Task to complete:
Write the next part of the shipping market report below on Chinese steel exports and Russian Baltic coal cargo orders, picking up from its last sentence; the lines after the report are not part of it.

--- Selected excerpt ---

As a result of the weak recovery, Chinese domestic demand for steel has remained soft, and more of it has gone on export. Following a peak in cargo ordering activities for steel loading in Chinese ports in March, volumes saw a decline in April but have recovered somewhat during the past month. Given the cargo order data's forward-looking nature, the March peak has translated into robust physical shipments in the past month. The rebound in May will also see export volumes remaining strong in the coming months. Hence, iron ore prices are likely to remain firm, especially if the solid exports are combined with a resurgent domestic demand amid more economic stimulus.
Average cargo sizes for steel products loading in China have been trending higher in the past two years. After peaking in March, the typical cargo size has seen two straight months of declines. However, the drop has been relatively small, and it remains too early to speak of a new trend.
Coal Exports from Russian Baltic Trending Lower Despite Increasing Demand from India
Cargo order volumes for Russian coal loading in the Baltic Sea bound for ports in Asia dropped to their lowest levels in a year during the past month. The loss of the European market in the wake of sanctions has seen an increase in demand for seaborne transportation of coal to the more distant shores in Asia. However, aggregate monthly order volumes have been trending lower year to date. The low reading in May is, to a great extent, the result of a substantial drop in demand from Chinese importers of the fossil fuel. At the same time, India has become an increasingly important market for Russian coal loading in Baltic terminals. Hence, rising volumes of Russian coal from the Baltic can be expected to discharge in Indian ports in the coming months.

--- Information given ---

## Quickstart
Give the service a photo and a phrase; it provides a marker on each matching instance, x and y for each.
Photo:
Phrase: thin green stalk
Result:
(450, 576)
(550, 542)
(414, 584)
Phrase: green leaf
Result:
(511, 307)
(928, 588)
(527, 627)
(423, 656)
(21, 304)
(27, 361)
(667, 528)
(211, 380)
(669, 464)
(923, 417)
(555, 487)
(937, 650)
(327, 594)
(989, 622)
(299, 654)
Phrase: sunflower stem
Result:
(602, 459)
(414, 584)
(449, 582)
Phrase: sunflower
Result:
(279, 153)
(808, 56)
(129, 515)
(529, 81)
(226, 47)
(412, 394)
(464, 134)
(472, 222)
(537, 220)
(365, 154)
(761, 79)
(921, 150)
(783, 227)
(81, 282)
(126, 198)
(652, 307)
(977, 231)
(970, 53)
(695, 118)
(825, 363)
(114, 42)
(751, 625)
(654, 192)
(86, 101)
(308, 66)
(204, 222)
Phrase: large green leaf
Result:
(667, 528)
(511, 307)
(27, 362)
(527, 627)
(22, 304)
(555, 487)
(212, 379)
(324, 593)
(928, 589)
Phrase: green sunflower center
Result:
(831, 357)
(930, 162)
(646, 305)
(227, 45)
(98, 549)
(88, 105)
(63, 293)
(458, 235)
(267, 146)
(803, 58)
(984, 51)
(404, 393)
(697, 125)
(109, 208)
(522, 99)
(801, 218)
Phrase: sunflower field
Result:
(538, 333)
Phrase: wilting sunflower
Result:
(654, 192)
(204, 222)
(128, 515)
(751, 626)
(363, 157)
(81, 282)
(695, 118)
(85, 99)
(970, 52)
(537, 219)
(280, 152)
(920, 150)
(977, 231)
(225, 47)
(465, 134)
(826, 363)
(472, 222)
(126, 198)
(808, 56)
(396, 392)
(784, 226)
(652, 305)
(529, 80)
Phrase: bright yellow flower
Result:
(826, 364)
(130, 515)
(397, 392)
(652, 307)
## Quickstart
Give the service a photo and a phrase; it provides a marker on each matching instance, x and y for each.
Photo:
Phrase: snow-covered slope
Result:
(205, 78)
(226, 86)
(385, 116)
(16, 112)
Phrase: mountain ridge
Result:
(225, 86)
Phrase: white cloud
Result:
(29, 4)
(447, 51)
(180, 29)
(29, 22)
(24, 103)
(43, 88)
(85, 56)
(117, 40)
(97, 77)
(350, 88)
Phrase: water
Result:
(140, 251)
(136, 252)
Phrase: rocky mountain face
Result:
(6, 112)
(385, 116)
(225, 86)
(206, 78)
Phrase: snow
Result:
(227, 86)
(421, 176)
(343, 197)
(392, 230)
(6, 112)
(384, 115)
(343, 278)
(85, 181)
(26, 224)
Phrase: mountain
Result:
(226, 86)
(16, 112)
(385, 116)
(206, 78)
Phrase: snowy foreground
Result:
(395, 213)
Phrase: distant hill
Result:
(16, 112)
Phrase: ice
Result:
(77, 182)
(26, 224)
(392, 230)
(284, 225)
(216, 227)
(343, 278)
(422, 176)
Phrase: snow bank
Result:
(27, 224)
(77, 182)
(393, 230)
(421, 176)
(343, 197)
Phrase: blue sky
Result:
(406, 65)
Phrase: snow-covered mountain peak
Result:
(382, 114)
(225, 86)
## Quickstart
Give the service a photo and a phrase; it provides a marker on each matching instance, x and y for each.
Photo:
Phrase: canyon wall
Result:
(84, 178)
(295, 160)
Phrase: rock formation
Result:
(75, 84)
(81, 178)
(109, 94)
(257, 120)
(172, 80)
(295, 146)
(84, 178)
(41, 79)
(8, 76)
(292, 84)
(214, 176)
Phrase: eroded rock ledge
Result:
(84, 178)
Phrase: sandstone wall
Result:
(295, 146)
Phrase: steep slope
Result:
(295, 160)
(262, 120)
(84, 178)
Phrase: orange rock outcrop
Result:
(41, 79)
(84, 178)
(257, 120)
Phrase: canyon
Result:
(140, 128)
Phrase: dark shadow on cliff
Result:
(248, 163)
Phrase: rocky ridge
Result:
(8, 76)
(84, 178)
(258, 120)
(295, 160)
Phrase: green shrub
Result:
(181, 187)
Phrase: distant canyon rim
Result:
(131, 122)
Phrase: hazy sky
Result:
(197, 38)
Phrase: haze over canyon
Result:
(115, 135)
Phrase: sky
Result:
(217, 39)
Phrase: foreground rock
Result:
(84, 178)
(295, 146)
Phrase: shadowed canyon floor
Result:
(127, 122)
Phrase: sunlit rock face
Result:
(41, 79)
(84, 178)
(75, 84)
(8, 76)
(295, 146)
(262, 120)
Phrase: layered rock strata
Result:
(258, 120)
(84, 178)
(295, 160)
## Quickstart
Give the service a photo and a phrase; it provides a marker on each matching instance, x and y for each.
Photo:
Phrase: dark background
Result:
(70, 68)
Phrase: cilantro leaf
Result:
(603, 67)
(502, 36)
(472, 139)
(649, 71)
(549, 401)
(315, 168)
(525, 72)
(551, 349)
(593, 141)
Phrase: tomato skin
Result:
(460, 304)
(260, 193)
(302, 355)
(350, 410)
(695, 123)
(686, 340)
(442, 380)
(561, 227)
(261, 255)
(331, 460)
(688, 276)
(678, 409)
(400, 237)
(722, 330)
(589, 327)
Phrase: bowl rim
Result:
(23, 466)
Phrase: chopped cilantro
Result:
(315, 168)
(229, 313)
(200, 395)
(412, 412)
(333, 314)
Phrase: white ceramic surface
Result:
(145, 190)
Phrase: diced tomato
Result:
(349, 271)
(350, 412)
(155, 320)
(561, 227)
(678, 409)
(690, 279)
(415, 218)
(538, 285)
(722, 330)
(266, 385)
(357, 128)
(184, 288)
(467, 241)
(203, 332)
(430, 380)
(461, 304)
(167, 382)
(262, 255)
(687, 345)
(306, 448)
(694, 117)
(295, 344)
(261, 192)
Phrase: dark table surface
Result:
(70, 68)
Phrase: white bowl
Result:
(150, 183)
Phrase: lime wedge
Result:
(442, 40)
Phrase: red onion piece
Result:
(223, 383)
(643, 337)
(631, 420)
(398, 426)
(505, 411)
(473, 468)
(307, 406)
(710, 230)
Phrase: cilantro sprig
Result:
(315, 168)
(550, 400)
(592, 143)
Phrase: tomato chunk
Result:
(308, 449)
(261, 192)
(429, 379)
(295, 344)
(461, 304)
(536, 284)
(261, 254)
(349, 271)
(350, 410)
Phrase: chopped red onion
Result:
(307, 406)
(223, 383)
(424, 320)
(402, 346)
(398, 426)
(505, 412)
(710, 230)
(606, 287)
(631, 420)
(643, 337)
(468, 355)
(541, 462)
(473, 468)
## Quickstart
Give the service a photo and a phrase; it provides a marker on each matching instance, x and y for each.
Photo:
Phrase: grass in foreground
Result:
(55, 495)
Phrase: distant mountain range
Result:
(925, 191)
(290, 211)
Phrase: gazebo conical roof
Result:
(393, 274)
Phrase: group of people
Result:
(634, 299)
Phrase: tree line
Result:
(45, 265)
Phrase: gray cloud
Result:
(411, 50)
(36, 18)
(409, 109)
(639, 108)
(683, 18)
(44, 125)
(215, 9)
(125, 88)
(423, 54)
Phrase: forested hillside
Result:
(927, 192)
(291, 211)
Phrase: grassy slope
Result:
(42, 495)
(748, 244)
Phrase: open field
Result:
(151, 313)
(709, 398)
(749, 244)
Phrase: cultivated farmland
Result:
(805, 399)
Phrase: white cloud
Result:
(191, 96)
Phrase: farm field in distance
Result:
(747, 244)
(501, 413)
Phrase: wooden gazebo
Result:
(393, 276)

---

Exercise output:
The past month also saw a minor increase in the average cargo sizes bound for China and India. After trending lower during the past few months, the typical shipment to both destinations was around 60,000 tonnes during May.
Indian Coal Imports Likely to See a Decline in Coming Months Following Recent Peak
While European coal imports remain on a downward trend, Indian imports of the commodity have been buoyant. A spike in cargo order volumes for coal discharging in India during March has translated into very substantial import volumes during the past month. However, it looks unlikely that the high import volumes will be sustained in the coming months. After peaking at the end of the first quarter, demand for seaborne transportation of the fossil fuel to the South Asian country has softened. The forward-looking nature of Shipfix’s cargo order data set suggests that actual monthly imports could decline by around ten per cent in the coming months.
Average cargo sizes for shipments from Australia and Indonesia to India have seen a mean reversion during the past month amid marginal declines. In contrast, the average for imports from South Africa has remained on the upward trajectory that began during the early parts of the year.